» What you need to do
Nothing in the entries may change when they are transcribed.

» Provided information
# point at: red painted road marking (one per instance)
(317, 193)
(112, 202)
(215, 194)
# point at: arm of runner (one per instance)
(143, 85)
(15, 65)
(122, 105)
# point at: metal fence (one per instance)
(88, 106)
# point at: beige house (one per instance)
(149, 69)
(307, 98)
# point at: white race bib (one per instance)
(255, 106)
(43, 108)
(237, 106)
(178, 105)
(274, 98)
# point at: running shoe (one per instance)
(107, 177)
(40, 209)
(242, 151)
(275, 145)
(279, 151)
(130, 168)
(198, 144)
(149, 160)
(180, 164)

» Answer space
# point at: red painted road marking (one per instance)
(317, 193)
(112, 202)
(215, 194)
# point at: arm of runner (one per instance)
(143, 85)
(15, 65)
(122, 105)
# point at: metal fence (one per instance)
(88, 106)
# point at: beige house (one per instance)
(149, 69)
(307, 98)
# point at: white race bib (one per instance)
(255, 106)
(43, 108)
(237, 106)
(178, 105)
(274, 98)
# point at: running shoe (one per instance)
(107, 177)
(40, 209)
(242, 151)
(275, 145)
(279, 151)
(130, 168)
(198, 144)
(149, 160)
(180, 164)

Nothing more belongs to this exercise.